# TEXT PASSAGE
##########

Stephanie Ng case: Huge debate at DPP over decision to appeal boy’s sentence
Court raises minimum term for attempted murder to seven years despite parental testimony
The scene of the crime on December 24th, 2017, at Dún Laoghaire, Co Dublin, where Stephanie Ng was assaulted. File photograph: Dave Meehan
In recent years the office of the Director of Public Prosecutions (DPP) has shown an increasing tendency to appeal sentences it considers too soft – but such cases are still relatively rare.
Last year it took 46 leniency appeals, a relatively small figure compared to the 200 appeals taken by offenders against the severity of their sentence.
Even rarer are leniency appeals in cases involving a teenage offender. For this reason there was a huge amount of debate and consideration within the DPP’s office before it was decided to appeal the sentence handed down to a boy who attempted to murder a woman in Dúun Laoghaire two days before Christmas 2017.
The DPP does not take such appeals out of a sense of vengeance or a vague notion that the original sentence was too soft. It must point to specific areas where the sentencing judge made an error in handing down punishment.
In this case it argued that while the overall sentence of 11 years was appropriate, the provision that this sentence be reviewed after five years was not.
Highest end of scale
It argued the planning and preparation which went into the attempted murder of Stephanie Ng (25) meant the case lay at the highest end of the scale, even accounting for the fact the boy was 15 years old at the time.

##########

# DATA RECORDS
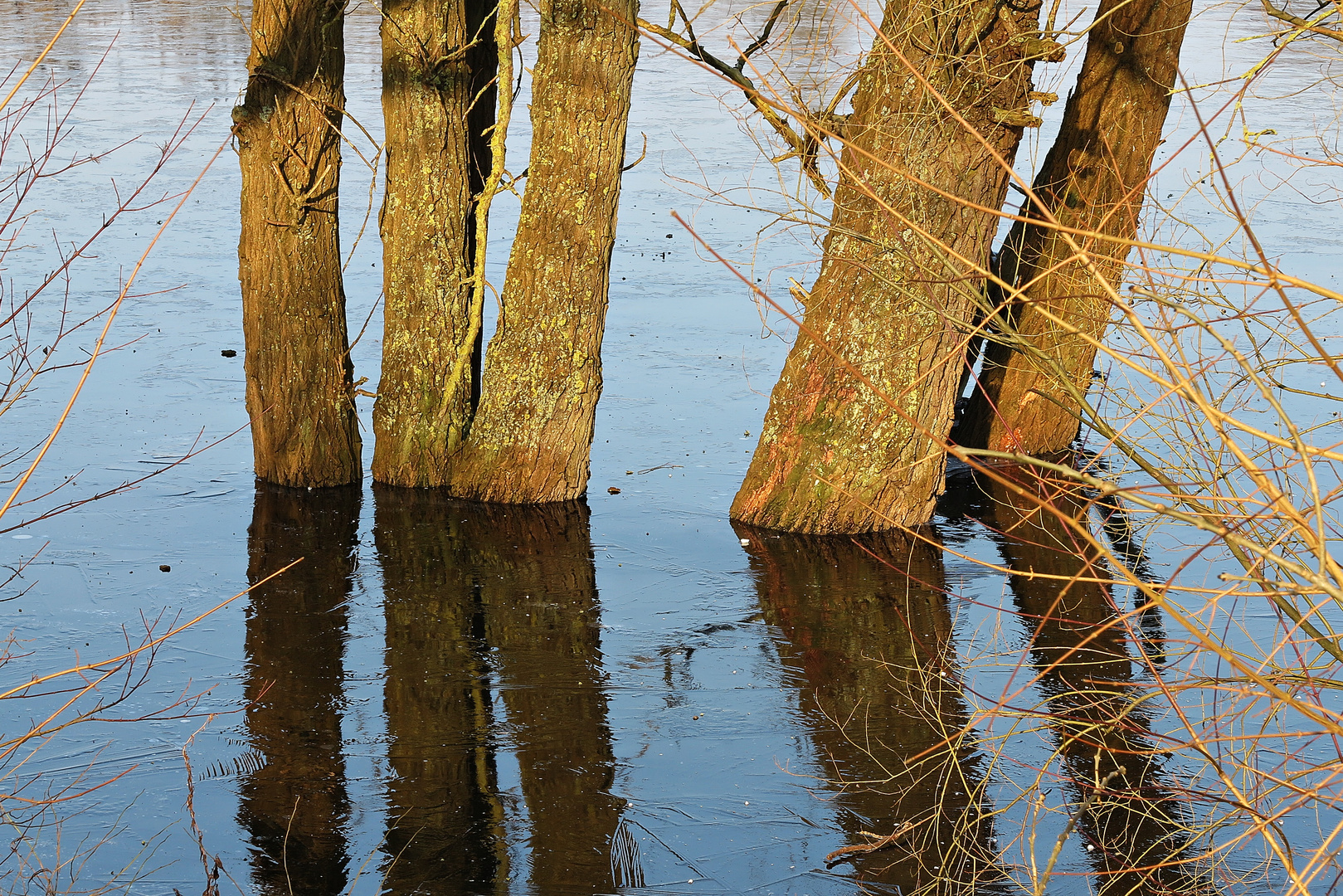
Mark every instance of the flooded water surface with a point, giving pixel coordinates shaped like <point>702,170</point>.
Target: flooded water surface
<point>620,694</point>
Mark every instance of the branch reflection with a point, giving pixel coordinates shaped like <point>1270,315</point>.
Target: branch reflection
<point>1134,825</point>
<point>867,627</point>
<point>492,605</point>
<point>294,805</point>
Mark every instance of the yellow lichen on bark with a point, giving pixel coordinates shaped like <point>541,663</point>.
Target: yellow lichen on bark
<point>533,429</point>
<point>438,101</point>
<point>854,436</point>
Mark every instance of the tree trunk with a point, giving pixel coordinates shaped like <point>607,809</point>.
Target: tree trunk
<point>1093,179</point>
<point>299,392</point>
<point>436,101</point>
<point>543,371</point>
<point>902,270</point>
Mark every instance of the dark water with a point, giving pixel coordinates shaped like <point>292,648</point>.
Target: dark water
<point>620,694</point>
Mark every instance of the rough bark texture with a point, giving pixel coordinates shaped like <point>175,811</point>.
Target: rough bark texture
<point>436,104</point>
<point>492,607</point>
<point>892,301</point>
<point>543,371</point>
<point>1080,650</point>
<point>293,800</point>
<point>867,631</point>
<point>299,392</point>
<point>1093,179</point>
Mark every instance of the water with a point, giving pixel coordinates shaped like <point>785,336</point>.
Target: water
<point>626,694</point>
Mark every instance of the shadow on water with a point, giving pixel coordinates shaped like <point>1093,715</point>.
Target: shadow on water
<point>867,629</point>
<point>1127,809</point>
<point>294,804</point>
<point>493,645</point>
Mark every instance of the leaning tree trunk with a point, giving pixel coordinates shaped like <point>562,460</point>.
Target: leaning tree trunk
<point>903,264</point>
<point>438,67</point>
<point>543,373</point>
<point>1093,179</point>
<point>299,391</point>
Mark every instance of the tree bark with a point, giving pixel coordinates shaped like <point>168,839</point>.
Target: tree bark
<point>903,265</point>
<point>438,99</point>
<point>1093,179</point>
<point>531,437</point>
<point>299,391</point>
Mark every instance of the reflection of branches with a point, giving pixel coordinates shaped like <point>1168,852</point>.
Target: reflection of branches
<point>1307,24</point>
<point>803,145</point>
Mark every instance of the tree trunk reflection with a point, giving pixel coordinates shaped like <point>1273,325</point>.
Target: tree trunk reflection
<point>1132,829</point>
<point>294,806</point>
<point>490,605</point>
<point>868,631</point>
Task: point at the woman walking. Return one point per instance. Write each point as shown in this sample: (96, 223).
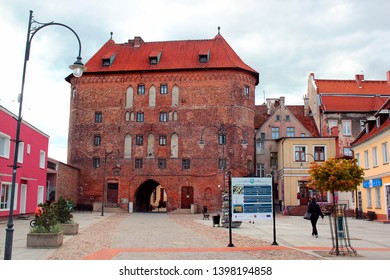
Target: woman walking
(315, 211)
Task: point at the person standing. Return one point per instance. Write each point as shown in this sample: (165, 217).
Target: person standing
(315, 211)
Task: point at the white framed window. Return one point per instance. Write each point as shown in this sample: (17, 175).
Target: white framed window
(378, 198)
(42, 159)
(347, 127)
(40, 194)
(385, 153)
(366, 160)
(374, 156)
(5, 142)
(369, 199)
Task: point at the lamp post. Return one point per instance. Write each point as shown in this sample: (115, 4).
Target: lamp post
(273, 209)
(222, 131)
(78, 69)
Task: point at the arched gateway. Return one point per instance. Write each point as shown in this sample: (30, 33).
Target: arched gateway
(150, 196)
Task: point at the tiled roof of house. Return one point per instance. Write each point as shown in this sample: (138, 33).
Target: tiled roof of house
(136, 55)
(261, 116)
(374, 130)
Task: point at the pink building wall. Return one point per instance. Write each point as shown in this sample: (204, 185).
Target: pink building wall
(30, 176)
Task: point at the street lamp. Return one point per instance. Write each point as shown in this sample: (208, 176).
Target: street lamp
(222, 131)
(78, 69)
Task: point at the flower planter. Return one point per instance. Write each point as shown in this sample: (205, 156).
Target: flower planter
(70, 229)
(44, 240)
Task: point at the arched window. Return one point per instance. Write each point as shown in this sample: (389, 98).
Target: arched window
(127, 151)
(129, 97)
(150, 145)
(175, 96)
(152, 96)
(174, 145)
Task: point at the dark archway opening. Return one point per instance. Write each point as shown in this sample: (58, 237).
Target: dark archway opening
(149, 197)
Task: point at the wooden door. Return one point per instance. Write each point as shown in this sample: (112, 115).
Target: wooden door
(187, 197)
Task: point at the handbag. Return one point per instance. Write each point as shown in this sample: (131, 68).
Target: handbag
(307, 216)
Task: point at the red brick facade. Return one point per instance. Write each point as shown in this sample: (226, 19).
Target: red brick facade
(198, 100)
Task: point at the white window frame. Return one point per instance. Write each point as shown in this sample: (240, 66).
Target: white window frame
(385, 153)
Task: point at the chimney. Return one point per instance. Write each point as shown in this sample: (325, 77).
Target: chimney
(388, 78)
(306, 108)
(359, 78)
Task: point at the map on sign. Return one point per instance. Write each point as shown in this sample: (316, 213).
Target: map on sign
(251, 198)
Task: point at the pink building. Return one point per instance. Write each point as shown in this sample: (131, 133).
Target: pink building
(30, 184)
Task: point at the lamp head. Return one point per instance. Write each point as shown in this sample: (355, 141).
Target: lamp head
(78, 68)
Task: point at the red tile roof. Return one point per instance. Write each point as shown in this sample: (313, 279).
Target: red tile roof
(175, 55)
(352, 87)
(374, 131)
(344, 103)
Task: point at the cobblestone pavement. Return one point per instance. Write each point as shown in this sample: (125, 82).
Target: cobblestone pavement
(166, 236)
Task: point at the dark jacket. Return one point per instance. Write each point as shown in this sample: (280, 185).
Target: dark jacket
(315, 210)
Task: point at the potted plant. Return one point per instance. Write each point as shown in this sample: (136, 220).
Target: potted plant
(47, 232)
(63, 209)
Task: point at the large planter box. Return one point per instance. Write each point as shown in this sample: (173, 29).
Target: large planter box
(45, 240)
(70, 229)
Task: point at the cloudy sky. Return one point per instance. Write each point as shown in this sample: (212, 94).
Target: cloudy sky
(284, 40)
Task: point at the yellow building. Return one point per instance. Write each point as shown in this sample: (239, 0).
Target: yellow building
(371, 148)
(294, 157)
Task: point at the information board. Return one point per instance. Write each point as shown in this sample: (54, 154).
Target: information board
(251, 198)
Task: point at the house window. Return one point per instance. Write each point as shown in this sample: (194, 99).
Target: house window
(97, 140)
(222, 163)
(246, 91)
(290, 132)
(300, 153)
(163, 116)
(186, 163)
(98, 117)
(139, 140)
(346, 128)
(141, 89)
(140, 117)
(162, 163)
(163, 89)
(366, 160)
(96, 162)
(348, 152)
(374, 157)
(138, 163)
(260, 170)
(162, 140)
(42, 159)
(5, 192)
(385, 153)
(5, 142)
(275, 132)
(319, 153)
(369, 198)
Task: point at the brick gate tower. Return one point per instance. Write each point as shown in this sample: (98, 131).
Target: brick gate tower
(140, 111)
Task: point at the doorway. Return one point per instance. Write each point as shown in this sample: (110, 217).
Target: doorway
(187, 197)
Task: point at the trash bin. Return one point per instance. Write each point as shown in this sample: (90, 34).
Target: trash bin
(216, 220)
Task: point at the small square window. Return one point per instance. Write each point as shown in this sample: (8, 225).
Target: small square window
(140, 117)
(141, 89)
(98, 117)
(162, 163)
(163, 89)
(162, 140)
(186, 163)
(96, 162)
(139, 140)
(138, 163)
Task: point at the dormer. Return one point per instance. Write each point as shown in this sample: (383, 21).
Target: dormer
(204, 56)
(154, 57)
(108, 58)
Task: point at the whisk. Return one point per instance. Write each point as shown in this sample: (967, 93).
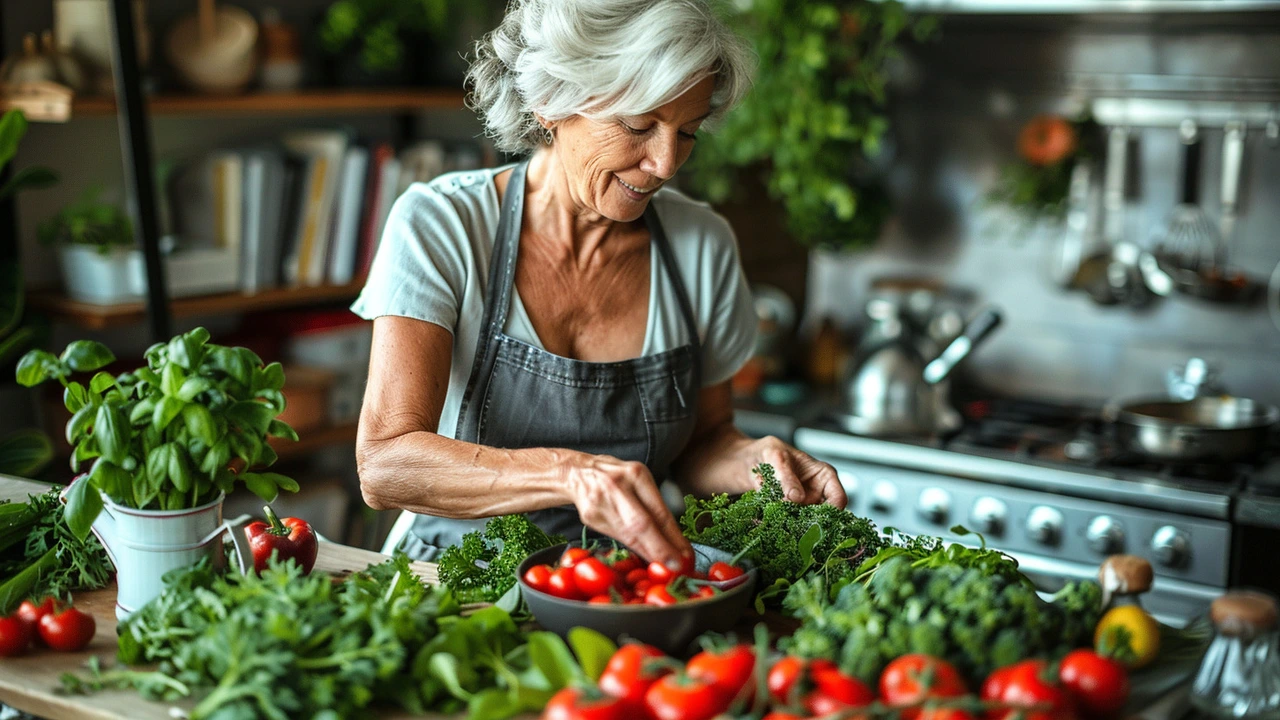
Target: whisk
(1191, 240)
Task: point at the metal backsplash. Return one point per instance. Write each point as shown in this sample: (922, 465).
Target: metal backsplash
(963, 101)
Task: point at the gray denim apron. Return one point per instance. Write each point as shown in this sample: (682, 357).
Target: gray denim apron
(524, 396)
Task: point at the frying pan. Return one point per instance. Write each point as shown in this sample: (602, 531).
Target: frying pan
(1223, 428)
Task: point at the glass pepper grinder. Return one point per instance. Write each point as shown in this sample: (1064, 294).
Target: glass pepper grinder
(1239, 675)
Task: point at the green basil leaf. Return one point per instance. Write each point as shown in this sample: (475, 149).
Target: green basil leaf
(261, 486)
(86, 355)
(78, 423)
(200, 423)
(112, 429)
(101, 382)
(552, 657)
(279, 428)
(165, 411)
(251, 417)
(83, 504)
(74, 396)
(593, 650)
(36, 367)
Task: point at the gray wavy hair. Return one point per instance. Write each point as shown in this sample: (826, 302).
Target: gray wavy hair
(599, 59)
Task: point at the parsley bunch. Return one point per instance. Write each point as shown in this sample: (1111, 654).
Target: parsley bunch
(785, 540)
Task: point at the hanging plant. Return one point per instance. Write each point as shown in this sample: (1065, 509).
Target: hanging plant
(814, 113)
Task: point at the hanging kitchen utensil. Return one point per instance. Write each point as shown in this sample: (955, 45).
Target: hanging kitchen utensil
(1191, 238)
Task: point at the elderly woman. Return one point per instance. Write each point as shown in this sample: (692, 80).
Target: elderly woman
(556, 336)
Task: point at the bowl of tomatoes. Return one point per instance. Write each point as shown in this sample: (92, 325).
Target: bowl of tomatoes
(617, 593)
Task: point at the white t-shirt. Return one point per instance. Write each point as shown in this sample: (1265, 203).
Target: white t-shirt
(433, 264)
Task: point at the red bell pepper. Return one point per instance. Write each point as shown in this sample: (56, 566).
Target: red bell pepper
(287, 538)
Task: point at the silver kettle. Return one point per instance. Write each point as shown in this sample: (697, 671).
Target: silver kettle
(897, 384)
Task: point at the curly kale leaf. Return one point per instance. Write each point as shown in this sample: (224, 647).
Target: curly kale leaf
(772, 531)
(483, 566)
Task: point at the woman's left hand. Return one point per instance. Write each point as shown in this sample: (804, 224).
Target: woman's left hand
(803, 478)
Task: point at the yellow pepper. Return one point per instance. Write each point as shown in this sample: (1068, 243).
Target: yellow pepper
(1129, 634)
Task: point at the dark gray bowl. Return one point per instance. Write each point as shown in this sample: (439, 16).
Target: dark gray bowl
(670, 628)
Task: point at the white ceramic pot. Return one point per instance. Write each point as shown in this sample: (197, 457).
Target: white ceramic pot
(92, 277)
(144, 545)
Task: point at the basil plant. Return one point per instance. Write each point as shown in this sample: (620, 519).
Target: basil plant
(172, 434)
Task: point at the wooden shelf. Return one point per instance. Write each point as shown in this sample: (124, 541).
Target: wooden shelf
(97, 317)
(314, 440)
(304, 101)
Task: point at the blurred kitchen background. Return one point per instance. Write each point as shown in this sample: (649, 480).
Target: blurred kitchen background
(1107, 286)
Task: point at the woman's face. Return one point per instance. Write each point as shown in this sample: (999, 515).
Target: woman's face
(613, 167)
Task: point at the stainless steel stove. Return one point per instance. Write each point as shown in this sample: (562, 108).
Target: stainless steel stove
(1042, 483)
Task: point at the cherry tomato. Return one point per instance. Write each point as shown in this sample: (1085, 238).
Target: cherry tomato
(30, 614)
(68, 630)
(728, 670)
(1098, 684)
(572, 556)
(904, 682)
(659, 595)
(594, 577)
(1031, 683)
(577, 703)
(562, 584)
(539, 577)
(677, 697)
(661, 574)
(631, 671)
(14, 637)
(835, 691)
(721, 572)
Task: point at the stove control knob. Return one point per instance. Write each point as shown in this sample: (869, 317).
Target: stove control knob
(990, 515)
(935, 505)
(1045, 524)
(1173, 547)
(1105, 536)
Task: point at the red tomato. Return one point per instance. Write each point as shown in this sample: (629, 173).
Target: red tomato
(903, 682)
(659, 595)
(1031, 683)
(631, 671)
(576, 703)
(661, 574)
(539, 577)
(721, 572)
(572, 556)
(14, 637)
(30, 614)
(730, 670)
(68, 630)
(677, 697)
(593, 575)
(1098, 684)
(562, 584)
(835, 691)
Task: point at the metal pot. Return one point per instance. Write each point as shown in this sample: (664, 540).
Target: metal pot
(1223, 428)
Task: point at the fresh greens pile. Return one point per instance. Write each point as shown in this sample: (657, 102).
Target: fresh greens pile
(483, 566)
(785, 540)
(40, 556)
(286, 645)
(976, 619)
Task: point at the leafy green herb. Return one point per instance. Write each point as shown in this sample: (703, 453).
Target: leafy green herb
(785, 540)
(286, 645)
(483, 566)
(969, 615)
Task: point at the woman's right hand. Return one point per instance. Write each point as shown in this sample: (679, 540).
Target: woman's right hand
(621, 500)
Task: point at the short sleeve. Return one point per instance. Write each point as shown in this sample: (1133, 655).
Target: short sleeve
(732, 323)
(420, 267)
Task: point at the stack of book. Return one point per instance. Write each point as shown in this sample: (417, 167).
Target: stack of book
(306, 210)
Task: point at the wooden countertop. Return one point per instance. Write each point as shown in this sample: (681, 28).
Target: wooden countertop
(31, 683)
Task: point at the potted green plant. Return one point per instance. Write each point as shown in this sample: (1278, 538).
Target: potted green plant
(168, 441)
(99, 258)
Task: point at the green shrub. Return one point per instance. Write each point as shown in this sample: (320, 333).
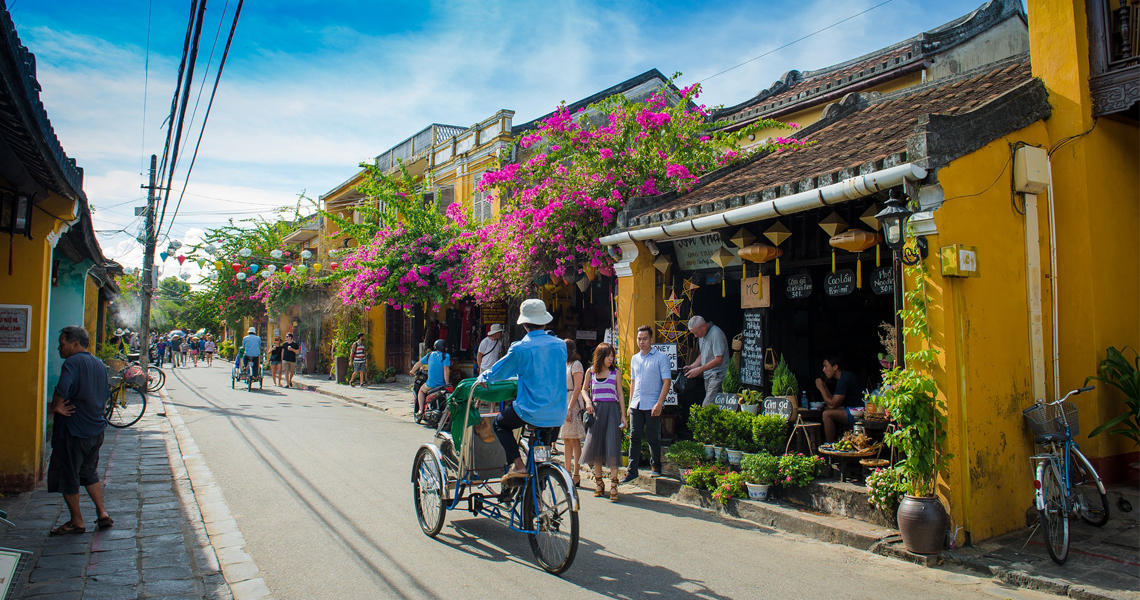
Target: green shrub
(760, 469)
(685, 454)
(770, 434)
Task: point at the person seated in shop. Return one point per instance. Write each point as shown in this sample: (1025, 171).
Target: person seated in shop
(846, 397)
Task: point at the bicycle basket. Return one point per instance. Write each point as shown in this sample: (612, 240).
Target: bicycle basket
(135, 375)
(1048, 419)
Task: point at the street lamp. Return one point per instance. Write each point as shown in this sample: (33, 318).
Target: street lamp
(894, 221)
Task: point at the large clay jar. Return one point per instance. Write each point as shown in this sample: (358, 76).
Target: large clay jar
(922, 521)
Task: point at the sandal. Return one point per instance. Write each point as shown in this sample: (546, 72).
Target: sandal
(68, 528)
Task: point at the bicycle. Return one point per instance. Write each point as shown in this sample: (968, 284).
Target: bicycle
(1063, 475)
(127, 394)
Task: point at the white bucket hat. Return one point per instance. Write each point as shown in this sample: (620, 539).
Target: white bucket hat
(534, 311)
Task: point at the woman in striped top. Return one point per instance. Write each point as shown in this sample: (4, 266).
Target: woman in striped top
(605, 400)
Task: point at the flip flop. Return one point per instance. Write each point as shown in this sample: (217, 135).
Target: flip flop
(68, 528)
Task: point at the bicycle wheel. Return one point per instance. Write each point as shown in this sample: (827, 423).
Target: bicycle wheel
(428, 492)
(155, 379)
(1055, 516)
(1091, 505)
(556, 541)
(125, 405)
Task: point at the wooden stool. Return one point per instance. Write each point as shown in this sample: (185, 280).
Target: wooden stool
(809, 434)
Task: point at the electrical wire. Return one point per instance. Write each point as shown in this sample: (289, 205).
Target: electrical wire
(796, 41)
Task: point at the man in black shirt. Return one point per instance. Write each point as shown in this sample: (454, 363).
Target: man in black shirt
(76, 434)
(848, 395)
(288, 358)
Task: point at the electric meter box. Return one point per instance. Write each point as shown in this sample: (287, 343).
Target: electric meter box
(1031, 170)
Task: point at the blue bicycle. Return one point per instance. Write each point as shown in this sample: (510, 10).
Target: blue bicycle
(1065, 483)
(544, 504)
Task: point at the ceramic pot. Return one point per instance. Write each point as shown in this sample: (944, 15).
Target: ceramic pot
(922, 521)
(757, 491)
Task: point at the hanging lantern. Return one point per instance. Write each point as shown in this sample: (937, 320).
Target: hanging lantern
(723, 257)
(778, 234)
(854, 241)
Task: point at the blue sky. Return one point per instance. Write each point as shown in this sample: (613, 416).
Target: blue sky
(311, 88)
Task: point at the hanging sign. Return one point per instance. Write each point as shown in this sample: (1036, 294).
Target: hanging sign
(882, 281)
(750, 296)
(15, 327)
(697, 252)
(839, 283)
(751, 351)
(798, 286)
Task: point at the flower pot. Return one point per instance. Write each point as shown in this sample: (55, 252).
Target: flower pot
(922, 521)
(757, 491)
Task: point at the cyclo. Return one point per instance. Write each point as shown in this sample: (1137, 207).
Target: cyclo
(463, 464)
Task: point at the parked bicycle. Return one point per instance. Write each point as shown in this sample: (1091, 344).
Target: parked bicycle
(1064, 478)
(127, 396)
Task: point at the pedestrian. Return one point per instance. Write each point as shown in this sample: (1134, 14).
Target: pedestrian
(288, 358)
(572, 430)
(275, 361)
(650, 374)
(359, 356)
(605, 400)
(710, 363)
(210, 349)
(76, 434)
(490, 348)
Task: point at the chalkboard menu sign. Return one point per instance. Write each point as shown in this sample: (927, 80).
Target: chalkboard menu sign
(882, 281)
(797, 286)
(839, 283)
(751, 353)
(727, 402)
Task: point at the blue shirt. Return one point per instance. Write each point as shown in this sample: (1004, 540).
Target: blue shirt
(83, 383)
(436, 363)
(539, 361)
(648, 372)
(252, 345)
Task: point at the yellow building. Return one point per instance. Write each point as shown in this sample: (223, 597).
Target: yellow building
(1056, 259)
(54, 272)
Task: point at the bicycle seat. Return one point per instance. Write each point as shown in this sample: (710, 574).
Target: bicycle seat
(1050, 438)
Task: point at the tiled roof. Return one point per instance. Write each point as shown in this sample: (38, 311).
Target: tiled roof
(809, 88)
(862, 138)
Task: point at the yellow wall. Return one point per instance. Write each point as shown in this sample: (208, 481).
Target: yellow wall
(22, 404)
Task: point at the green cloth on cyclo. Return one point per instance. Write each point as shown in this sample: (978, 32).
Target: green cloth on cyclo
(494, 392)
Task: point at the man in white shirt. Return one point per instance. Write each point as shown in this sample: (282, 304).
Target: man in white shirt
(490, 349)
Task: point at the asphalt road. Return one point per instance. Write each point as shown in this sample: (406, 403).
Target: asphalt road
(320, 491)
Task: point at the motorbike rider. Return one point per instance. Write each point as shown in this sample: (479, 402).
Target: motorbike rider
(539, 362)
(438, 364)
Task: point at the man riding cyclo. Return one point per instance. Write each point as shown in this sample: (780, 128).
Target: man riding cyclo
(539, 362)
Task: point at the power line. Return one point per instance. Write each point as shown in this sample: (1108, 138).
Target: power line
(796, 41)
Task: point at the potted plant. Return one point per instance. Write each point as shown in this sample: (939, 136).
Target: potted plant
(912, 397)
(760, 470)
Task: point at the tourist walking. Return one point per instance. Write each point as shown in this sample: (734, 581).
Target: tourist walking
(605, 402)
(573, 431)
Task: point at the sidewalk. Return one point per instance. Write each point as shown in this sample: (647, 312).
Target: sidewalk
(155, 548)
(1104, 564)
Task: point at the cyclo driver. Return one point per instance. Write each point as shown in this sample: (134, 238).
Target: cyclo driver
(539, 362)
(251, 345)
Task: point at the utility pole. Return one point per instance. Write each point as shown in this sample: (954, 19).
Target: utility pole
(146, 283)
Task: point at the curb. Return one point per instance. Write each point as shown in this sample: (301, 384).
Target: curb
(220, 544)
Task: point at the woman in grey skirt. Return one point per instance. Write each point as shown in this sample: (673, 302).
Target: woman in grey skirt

##########

# TASK STATEMENT
Rewrite the stretch of the Stephanie Ng article from "The DPP does" through "handing down punishment.", putting "revenge" in place of "vengeance".

# SOLUTION TO THIS PROBLEM
The DPP does not take such appeals out of a sense of revenge or a vague notion that the original sentence was too soft. It must point to specific areas where the sentencing judge made an error in handing down punishment.